아래 목록의 모든 줄을 한 글자도 바꾸지 말고 그대로 복제하세요.

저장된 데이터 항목

* * * * *

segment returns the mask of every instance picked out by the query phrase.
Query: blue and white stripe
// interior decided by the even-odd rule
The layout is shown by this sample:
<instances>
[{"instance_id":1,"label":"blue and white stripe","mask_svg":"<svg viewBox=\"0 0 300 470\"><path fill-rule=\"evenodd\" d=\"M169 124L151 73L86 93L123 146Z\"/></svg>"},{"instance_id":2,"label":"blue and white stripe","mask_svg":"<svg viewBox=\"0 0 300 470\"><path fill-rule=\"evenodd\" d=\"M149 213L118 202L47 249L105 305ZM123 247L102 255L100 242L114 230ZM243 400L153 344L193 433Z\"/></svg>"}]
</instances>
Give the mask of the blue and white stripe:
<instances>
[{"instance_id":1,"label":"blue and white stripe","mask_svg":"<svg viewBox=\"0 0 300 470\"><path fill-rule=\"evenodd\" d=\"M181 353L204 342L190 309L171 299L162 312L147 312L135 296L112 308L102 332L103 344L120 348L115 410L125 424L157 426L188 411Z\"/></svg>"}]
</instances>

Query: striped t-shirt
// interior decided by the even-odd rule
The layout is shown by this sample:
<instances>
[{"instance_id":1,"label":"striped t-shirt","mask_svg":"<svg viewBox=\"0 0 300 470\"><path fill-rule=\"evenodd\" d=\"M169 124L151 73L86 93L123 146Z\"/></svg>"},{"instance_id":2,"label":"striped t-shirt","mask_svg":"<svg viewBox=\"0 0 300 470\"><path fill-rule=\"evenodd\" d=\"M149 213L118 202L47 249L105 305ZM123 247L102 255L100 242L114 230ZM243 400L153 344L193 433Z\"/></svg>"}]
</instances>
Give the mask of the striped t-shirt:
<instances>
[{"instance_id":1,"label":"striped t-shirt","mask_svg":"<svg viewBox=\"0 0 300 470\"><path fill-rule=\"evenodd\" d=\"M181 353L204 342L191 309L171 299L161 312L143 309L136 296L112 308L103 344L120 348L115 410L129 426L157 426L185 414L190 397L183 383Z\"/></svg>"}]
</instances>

* * * * *

- 예제 풀이 -
segment returns the mask of every instance picked out by the query phrase.
Query: blue and white stripe
// interior decided by the even-odd rule
The layout is shown by this sample:
<instances>
[{"instance_id":1,"label":"blue and white stripe","mask_svg":"<svg viewBox=\"0 0 300 470\"><path fill-rule=\"evenodd\" d=\"M169 124L151 73L86 93L123 146Z\"/></svg>"},{"instance_id":2,"label":"blue and white stripe","mask_svg":"<svg viewBox=\"0 0 300 470\"><path fill-rule=\"evenodd\" d=\"M149 213L118 202L47 249L105 305ZM123 247L102 255L100 242L114 230ZM243 400L153 344L193 433Z\"/></svg>"}]
</instances>
Give the mask of the blue and white stripe:
<instances>
[{"instance_id":1,"label":"blue and white stripe","mask_svg":"<svg viewBox=\"0 0 300 470\"><path fill-rule=\"evenodd\" d=\"M181 353L204 342L190 309L171 299L162 312L147 312L135 296L112 308L102 332L103 344L120 348L115 410L125 424L157 426L188 411Z\"/></svg>"}]
</instances>

Query: striped t-shirt
// interior decided by the even-odd rule
The layout is shown by this sample:
<instances>
[{"instance_id":1,"label":"striped t-shirt","mask_svg":"<svg viewBox=\"0 0 300 470\"><path fill-rule=\"evenodd\" d=\"M169 124L151 73L86 93L123 146Z\"/></svg>"},{"instance_id":2,"label":"striped t-shirt","mask_svg":"<svg viewBox=\"0 0 300 470\"><path fill-rule=\"evenodd\" d=\"M149 213L118 202L47 249L105 305ZM123 247L102 255L100 242L114 230ZM243 400L153 344L193 433Z\"/></svg>"}]
</instances>
Give the mask of the striped t-shirt:
<instances>
[{"instance_id":1,"label":"striped t-shirt","mask_svg":"<svg viewBox=\"0 0 300 470\"><path fill-rule=\"evenodd\" d=\"M181 353L204 342L191 309L171 299L161 312L143 309L136 296L112 308L103 344L120 348L115 410L129 426L157 426L185 414L190 397L183 383Z\"/></svg>"}]
</instances>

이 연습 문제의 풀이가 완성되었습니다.